> SELECTED PASSAGE
════════════════════
New Year's Eve 2009 Menu
Candied Jalapeño Dip
Grilled Prawns with Zesty Lemon-Caper Sauce
Ceviche in Lime Cups
Chebeague Crab Satchels
Bruschetta Alla Romana
Martha Stewart's Cranberry Compote with Mascarpone and Cookies*
If I'm not at the market looking for flat-leaf parsley or hothouse tomatoes, I'll be strapped to an apron and away from the computer for the duration. You'll have to read about the aftermath in the coming year.
Until then, the very Happiest of New Year's and a healthy, prosperous Two Thousand Ten.
Champagne bottle sizes
Thanks for taking the time - Blog O. Food
*I know... I know.

Wednesday, December 30, 2009

What, This Old Thing? It's Just Something I Threw On

Italian Country Villas promo photo
It ain't all fun and games out here in Blogtown. While tantalizing your eye and whetting your appetite with my photos and prose, a blogger's still gotta eat. Thus tonight's dinner ended up here on You Gonna Finish That? Having plenty of source material for the next few days, I wasn't even looking for a topic, but merely something to stave off the hunger pangs. Being otherwise occupied on my computer, I threw some things into a pot, set it and forget it. I didn't even think to document the process until I tasted my meal. Then I knew I was on to something. Every once in awhile, I surprise even myself.
════════════════════
> STORED DATA
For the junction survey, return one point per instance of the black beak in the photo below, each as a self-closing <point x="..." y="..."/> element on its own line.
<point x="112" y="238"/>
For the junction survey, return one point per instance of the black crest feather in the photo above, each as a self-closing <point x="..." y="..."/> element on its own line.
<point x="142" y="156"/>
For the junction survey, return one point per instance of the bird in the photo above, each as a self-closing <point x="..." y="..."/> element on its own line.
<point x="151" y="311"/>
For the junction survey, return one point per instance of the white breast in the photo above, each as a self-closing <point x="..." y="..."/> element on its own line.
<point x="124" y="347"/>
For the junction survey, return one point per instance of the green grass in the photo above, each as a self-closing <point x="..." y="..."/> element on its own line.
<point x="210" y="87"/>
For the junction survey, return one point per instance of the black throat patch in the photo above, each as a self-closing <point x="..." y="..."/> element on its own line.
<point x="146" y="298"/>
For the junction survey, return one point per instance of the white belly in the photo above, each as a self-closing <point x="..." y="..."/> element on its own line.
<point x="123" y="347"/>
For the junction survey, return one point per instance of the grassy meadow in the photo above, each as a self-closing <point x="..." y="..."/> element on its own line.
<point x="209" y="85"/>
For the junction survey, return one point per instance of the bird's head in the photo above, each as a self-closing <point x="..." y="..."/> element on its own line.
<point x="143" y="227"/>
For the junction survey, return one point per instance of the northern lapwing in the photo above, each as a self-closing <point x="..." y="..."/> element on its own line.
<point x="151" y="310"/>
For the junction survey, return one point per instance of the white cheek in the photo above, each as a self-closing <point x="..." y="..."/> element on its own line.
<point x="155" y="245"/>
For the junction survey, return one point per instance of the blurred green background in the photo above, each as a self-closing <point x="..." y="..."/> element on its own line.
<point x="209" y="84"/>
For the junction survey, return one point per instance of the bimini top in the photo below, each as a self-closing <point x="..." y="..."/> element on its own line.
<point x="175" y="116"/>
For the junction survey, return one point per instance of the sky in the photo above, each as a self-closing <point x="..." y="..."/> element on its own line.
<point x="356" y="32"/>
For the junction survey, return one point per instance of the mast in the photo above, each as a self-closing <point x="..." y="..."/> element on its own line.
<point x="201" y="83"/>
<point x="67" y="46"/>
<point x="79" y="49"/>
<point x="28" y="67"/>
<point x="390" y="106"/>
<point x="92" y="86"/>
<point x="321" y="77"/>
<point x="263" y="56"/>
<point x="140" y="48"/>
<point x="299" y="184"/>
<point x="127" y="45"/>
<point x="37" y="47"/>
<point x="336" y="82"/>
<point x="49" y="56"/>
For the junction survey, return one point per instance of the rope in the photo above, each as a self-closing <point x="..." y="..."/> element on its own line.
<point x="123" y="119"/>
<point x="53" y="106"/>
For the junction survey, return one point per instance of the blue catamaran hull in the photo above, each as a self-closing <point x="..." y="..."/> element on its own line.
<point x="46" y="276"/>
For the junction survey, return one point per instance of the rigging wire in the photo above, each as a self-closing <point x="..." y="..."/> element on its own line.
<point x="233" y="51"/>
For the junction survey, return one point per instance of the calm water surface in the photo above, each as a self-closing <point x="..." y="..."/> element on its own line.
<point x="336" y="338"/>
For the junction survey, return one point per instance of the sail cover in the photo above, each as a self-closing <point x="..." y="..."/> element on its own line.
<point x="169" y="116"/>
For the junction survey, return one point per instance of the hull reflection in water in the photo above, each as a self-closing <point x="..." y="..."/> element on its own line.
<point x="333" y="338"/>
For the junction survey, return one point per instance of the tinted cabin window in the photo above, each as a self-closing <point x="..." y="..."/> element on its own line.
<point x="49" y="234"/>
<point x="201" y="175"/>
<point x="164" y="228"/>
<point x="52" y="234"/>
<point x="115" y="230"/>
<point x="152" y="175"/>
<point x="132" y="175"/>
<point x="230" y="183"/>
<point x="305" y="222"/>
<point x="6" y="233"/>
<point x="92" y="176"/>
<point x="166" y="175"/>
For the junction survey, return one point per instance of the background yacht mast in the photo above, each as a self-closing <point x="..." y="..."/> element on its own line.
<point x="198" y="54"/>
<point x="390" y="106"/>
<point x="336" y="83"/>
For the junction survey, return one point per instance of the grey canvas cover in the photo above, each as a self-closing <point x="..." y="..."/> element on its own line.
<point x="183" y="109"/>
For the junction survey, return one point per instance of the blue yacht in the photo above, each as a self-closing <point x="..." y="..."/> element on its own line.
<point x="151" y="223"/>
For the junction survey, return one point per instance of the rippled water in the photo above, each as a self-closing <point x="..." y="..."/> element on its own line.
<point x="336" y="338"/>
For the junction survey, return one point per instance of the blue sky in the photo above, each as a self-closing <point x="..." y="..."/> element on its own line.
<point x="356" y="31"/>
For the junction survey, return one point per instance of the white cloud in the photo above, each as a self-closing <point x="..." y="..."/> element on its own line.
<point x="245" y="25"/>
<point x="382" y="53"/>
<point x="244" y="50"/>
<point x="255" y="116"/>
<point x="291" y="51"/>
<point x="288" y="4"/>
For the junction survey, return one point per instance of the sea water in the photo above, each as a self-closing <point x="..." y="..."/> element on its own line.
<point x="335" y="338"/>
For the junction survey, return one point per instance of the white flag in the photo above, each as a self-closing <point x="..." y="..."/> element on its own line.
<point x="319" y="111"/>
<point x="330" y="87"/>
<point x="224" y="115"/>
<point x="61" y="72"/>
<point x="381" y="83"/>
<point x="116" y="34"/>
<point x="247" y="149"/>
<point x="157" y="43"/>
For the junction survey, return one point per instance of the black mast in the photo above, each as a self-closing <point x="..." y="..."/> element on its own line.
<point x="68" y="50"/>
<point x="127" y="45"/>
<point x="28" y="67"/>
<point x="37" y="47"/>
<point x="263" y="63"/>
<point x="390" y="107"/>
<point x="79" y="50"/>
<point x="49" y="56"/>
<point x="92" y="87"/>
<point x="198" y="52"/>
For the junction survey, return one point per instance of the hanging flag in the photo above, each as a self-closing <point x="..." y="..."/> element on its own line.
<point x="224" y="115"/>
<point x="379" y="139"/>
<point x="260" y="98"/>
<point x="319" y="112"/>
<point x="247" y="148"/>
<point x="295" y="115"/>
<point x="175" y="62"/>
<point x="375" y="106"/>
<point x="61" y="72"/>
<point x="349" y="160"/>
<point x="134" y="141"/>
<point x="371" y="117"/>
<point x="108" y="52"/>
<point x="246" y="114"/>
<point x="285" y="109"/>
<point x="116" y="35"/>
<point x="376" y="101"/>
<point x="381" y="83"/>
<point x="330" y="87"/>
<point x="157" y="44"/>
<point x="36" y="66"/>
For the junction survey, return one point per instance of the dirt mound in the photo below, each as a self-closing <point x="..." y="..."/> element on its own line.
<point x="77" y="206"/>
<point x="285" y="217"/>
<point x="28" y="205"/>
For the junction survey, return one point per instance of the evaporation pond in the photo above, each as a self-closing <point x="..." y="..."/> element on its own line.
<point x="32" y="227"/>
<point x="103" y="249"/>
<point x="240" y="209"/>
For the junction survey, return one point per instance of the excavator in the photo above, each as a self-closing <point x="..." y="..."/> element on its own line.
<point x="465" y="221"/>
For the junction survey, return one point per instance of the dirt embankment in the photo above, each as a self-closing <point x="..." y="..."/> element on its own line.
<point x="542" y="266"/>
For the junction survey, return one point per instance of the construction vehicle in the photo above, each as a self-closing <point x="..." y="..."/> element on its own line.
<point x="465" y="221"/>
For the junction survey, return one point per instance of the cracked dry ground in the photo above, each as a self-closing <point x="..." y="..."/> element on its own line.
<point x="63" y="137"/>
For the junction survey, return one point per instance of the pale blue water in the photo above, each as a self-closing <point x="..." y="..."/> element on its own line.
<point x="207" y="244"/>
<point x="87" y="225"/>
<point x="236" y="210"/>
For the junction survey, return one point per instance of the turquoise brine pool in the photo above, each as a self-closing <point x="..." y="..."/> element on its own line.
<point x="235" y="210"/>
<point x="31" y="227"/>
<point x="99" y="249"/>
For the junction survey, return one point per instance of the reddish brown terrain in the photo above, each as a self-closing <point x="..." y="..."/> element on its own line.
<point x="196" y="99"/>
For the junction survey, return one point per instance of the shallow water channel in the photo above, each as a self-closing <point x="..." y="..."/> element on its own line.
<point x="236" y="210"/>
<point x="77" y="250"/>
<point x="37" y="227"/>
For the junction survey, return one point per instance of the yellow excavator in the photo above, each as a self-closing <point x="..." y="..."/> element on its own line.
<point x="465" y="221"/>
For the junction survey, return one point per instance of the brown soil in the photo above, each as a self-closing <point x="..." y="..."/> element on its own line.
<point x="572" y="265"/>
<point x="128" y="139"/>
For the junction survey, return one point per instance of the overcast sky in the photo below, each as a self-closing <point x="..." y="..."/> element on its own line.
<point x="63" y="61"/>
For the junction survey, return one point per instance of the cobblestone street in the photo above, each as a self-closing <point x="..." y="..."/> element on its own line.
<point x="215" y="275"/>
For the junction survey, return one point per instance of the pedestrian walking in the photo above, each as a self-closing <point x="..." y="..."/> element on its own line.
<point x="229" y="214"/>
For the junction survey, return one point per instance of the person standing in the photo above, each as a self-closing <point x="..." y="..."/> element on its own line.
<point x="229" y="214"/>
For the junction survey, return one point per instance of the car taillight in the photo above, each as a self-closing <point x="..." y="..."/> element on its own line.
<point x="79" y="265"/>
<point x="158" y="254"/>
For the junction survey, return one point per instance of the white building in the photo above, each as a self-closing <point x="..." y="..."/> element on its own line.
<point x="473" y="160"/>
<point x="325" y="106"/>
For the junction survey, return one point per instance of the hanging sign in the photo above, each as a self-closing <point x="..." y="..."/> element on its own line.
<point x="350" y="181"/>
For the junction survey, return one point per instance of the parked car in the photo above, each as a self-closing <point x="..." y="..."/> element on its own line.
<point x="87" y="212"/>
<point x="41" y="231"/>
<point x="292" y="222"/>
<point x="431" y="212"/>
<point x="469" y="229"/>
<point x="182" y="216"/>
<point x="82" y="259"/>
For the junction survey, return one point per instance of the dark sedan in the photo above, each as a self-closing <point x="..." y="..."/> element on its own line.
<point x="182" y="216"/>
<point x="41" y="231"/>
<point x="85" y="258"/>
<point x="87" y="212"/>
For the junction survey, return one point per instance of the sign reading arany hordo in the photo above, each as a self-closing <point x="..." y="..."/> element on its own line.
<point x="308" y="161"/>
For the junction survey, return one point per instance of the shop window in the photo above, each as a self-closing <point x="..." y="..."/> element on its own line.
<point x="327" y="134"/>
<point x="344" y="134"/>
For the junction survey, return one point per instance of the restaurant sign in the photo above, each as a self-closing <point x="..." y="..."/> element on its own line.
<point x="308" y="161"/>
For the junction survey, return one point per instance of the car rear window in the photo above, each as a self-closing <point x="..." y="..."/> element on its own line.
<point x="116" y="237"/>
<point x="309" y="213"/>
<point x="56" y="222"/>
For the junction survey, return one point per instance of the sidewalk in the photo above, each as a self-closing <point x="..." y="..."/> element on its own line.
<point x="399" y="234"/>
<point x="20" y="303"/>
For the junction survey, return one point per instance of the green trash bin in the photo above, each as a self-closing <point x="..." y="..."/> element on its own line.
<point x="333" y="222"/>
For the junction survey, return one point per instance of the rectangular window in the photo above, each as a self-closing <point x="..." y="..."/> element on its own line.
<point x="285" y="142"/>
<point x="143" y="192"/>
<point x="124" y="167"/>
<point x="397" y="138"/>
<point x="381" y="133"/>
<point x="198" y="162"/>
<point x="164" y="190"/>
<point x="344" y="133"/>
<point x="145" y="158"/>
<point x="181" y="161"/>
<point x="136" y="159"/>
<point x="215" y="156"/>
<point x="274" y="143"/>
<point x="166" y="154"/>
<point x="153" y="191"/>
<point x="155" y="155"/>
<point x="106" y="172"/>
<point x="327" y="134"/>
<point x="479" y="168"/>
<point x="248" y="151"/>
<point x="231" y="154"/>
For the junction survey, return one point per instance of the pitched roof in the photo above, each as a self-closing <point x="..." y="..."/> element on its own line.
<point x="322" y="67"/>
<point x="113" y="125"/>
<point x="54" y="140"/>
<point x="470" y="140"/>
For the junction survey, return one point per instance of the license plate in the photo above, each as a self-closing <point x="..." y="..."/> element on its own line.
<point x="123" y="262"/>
════════════════════
> STATED EXERCISE
Extract, word for word, the portion of the food blog post that starts with the words "Until then, the" and ends with "surprise even myself.".

> ANSWER FOR THE TASK
Until then, the very Happiest of New Year's and a healthy, prosperous Two Thousand Ten.
Champagne bottle sizes
Thanks for taking the time - Blog O. Food
*I know... I know.

Wednesday, December 30, 2009

What, This Old Thing? It's Just Something I Threw On

Italian Country Villas promo photo
It ain't all fun and games out here in Blogtown. While tantalizing your eye and whetting your appetite with my photos and prose, a blogger's still gotta eat. Thus tonight's dinner ended up here on You Gonna Finish That? Having plenty of source material for the next few days, I wasn't even looking for a topic, but merely something to stave off the hunger pangs. Being otherwise occupied on my computer, I threw some things into a pot, set it and forget it. I didn't even think to document the process until I tasted my meal. Then I knew I was on to something. Every once in awhile, I surprise even myself.